**Task to complete**:
Update the records below by replacing "largest circle" with "biggest circle" everywhere it occurs, leaving all other text unchanged.

**Raw data**:
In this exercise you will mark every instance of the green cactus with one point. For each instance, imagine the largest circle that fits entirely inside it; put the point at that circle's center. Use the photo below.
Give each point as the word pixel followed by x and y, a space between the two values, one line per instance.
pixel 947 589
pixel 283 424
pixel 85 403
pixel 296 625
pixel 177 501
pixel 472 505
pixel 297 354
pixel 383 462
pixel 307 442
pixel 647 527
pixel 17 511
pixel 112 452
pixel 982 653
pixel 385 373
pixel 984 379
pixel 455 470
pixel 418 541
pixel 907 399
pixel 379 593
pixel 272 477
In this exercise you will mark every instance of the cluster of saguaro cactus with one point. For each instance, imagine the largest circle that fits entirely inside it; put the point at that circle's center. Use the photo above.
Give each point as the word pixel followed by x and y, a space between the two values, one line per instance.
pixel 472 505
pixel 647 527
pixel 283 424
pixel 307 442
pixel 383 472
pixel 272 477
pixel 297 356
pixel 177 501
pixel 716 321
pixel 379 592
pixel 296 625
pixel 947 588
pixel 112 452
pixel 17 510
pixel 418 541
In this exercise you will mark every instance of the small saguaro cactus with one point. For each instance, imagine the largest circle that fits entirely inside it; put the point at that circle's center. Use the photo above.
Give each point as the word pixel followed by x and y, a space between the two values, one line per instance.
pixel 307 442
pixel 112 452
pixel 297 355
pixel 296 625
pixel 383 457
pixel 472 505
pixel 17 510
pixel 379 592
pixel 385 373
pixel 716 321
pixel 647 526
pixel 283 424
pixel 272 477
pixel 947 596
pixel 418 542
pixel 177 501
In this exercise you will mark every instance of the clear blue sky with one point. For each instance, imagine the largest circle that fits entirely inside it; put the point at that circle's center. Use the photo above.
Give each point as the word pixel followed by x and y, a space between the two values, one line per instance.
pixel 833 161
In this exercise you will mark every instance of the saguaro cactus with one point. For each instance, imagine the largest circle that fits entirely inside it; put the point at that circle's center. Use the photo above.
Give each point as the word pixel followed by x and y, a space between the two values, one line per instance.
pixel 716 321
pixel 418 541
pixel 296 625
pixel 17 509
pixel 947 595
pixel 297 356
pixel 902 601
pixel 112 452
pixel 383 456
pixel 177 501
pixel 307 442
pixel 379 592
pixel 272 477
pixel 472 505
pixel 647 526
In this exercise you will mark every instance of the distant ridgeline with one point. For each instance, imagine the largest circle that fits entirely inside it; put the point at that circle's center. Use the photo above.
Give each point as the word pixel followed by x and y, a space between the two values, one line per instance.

**Task result**:
In this exercise you will mark every instance of the green cactus with one point. For each instance, imagine the biggest circle that fits entirely inside it; put the point at that circle's center. Use the photo below.
Give each point as the word pixel followed by x and y, a space between the two values, one line per instance.
pixel 947 589
pixel 283 424
pixel 85 403
pixel 296 625
pixel 177 501
pixel 472 505
pixel 297 354
pixel 383 462
pixel 307 442
pixel 647 527
pixel 17 511
pixel 112 452
pixel 982 653
pixel 385 373
pixel 984 379
pixel 455 470
pixel 418 541
pixel 907 399
pixel 379 593
pixel 272 477
In this exercise you will mark every instance of the cluster of saguaro cactus with one point. For each instance, imagine the biggest circle that fits entirely inside it; put the point at that circle's center. Use the photo above.
Give each point as the word pixel followed by x and y, a space between the two values, one line per instance.
pixel 472 505
pixel 647 527
pixel 283 424
pixel 307 442
pixel 383 472
pixel 272 477
pixel 297 356
pixel 177 501
pixel 716 321
pixel 379 592
pixel 296 625
pixel 947 588
pixel 112 452
pixel 17 510
pixel 418 541
In this exercise you will mark every instance of the small saguaro cactus with one point. For each instance, imagine the biggest circle that fits entirely inside it; put the point at that circle's center. Use the photo above.
Give each point as the word pixel followed by x and y, a space between the two values, one line per instance.
pixel 307 442
pixel 112 452
pixel 297 355
pixel 296 625
pixel 383 457
pixel 472 505
pixel 17 510
pixel 379 592
pixel 385 373
pixel 716 321
pixel 647 526
pixel 283 424
pixel 272 477
pixel 947 596
pixel 418 542
pixel 177 501
In this exercise you will mark every instance of the clear blue sky with one point. For each instance, imagine the biggest circle that fits entirely inside it; put the point at that circle's center. Use the photo above.
Give each point as the word pixel followed by x and y, a space between the two values, one line per instance.
pixel 833 161
In this exercise you will mark every instance of the saguaro cactus with one point. For each instance, imagine the biggest circle that fits entirely inside it; put the point at that circle's center. Use the photo above.
Give each point as the word pixel followed by x and y, a space between the two values, one line per instance.
pixel 716 321
pixel 418 541
pixel 296 625
pixel 17 509
pixel 947 595
pixel 297 356
pixel 902 601
pixel 112 452
pixel 383 456
pixel 177 501
pixel 307 442
pixel 379 592
pixel 272 477
pixel 472 505
pixel 647 526
In this exercise you will mark every instance of the distant ridgeline with one point. For each instance, imagine the biggest circle that fits entirely inside it; put the point at that circle's center. Use the photo above.
Give each point as the word pixel followed by x and y, a space between the two values, one line per instance.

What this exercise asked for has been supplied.